═════ Listed records ═════

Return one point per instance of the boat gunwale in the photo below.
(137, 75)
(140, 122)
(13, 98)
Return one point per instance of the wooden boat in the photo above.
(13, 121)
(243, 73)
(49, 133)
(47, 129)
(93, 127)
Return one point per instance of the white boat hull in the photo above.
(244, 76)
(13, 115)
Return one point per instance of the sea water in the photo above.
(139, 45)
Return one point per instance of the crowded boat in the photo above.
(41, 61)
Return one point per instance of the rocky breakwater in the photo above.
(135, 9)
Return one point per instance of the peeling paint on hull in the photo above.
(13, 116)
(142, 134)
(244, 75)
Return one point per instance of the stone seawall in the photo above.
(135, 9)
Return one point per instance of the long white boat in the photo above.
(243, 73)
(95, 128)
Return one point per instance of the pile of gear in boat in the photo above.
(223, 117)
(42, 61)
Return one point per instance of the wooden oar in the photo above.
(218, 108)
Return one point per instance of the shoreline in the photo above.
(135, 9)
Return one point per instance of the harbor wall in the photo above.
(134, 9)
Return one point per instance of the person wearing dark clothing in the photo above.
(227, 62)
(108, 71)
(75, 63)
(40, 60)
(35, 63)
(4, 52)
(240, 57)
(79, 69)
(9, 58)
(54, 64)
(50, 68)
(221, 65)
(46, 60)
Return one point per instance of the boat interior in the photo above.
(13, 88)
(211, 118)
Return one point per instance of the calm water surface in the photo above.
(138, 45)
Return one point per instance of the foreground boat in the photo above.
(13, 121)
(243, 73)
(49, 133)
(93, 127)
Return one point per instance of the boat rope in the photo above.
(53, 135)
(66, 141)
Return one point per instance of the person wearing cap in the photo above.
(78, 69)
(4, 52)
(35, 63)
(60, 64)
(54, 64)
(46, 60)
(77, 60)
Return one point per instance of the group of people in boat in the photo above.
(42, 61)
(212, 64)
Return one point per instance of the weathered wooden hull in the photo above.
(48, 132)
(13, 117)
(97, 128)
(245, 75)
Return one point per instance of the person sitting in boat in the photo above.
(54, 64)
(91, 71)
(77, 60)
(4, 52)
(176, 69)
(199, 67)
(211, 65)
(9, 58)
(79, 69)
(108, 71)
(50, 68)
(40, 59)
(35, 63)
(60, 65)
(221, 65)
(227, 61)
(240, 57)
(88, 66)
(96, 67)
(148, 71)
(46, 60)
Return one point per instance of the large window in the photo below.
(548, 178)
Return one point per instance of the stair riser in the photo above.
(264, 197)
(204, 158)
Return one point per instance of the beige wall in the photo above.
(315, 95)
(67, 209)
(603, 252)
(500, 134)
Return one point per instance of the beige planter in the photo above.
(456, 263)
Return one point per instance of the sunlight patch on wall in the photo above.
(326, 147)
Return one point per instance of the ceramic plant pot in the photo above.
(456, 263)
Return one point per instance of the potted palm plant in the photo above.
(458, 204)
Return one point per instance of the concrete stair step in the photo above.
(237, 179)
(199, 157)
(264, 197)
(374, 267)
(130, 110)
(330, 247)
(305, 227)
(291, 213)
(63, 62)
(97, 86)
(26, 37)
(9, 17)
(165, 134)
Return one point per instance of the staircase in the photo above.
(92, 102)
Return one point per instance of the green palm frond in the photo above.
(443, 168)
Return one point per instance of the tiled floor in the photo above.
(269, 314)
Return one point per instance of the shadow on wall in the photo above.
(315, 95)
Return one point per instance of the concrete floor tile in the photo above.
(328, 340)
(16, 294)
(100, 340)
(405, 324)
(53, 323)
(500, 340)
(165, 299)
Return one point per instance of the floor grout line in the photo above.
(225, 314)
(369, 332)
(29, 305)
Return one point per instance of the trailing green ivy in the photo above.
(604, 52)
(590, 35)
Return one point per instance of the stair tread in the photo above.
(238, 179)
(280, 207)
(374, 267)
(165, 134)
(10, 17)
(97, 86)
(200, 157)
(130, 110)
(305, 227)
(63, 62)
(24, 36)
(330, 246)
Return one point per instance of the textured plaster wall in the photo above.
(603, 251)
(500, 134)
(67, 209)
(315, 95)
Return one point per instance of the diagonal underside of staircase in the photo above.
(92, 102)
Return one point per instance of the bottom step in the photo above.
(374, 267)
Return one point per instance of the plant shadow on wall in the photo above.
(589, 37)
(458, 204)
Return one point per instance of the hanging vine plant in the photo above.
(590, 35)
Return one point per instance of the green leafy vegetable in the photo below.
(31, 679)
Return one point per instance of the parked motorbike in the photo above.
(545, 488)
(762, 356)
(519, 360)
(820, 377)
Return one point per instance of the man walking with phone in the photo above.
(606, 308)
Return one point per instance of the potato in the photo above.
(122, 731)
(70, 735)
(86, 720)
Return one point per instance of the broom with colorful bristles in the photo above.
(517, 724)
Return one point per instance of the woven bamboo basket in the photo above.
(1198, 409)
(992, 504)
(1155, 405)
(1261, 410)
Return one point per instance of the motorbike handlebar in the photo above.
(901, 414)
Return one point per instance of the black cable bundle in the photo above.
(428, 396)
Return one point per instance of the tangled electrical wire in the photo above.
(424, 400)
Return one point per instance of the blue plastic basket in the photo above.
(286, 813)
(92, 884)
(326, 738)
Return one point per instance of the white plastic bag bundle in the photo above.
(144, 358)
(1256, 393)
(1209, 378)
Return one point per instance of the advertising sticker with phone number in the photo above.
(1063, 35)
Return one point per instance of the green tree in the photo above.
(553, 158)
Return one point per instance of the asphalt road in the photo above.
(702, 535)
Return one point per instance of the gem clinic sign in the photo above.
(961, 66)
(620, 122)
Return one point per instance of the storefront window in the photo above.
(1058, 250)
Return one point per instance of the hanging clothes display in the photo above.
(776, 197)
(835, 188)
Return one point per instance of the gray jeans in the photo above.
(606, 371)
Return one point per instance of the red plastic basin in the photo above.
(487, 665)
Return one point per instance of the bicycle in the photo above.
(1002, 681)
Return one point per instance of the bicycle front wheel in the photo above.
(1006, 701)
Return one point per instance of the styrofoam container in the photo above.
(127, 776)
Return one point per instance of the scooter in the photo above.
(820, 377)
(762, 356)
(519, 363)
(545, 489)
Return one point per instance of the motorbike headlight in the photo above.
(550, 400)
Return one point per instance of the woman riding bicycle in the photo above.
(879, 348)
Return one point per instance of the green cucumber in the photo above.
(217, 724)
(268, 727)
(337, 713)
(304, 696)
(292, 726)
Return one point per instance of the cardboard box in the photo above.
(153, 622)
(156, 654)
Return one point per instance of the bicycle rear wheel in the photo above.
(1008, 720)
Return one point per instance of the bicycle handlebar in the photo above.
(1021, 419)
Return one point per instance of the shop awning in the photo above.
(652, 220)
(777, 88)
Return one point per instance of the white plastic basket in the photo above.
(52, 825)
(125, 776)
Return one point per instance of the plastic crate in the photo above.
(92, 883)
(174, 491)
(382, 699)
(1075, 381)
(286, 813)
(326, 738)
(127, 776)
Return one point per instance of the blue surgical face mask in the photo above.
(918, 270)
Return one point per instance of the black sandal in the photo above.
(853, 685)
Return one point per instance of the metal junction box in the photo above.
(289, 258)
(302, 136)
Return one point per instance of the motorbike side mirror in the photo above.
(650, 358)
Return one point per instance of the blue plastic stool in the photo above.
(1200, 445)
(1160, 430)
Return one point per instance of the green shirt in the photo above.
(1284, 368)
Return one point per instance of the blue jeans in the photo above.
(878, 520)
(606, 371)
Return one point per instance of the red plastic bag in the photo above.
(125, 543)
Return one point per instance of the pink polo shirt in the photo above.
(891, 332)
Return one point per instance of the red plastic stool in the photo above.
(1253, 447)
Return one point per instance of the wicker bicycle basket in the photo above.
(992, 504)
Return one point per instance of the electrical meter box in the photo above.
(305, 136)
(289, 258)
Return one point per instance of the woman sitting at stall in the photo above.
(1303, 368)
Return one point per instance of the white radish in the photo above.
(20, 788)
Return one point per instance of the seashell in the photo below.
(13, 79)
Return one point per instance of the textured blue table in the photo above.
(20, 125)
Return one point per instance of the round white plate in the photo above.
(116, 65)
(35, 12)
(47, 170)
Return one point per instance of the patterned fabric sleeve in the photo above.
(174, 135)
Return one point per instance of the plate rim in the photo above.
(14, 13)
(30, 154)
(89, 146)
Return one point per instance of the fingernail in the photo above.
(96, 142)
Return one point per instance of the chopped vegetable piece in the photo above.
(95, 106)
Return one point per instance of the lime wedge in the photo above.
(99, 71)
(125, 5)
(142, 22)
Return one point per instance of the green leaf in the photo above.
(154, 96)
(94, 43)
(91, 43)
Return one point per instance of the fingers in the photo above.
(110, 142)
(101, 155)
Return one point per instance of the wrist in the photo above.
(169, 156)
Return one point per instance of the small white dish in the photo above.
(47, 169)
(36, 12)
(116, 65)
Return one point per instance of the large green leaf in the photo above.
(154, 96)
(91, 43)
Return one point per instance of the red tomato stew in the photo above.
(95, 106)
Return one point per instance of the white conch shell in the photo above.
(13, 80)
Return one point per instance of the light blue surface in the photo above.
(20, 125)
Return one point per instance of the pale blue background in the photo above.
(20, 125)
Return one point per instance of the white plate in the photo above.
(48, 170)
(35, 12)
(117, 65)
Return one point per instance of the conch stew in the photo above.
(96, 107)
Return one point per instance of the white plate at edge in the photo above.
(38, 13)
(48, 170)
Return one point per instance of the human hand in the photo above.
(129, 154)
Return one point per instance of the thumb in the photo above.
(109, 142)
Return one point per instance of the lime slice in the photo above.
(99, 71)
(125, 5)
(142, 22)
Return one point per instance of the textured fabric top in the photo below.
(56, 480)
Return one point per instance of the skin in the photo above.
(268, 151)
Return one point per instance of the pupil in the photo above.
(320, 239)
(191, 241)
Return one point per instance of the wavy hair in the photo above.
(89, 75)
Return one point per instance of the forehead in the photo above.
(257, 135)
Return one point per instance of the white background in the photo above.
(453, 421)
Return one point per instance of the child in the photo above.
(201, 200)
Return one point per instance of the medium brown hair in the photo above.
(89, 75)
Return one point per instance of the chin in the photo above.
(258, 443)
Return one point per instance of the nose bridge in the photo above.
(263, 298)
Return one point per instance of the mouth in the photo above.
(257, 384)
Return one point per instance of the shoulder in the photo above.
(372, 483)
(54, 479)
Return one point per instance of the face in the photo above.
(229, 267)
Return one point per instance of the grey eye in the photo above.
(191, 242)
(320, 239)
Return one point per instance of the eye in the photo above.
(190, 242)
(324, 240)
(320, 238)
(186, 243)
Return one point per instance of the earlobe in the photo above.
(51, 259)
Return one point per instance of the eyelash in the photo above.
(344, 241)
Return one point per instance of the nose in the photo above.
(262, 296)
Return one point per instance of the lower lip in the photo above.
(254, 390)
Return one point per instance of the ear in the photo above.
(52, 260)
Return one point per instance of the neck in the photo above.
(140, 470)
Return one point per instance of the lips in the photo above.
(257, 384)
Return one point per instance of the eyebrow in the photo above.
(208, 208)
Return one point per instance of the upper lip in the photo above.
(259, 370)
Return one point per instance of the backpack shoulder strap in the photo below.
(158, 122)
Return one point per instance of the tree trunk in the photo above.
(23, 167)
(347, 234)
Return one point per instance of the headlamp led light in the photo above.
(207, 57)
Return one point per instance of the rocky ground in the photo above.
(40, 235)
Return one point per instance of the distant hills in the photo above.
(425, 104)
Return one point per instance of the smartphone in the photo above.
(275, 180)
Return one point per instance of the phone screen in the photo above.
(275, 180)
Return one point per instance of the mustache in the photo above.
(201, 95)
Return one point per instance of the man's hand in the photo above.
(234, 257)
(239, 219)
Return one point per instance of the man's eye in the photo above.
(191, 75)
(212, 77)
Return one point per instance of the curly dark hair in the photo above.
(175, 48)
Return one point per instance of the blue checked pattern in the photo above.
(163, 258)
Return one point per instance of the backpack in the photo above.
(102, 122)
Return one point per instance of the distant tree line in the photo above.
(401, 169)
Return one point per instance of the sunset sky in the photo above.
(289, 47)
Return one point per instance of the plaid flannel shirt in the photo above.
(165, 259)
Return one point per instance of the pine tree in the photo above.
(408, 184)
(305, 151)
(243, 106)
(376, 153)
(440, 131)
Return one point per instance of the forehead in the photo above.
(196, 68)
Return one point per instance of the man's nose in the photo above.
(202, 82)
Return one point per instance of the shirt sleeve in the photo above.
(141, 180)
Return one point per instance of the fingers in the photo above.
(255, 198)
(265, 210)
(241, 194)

═════

- The exercise -
Only the lines from the one holding "Return one point per instance of the man's hand" through the end of the listing should be given again, exactly and with both ends included.

- Completed task -
Return one point per instance of the man's hand in the photo above.
(234, 257)
(239, 219)
Return one point per instance of the man's eye in the photo above.
(191, 75)
(212, 77)
Return one point per instance of the curly dark hair in the photo above.
(175, 48)
Return one point per instance of the blue checked pattern in the photo above.
(163, 258)
Return one point per instance of the backpack in the photo above.
(102, 122)
Return one point per instance of the distant tree line in the photo above.
(401, 169)
Return one point per instance of the sunset sky in the photo above.
(289, 47)
Return one point per instance of the plaid flannel shirt in the photo above.
(165, 259)
Return one point per instance of the pine tree in the photo above.
(408, 184)
(305, 151)
(243, 106)
(376, 153)
(440, 131)
Return one point per instance of the forehead in the photo above.
(196, 68)
Return one point per instance of the man's nose in the photo above.
(202, 82)
Return one point per instance of the shirt sleeve in the photo above.
(141, 180)
Return one point per instance of the fingers in the photo above.
(255, 198)
(265, 210)
(241, 194)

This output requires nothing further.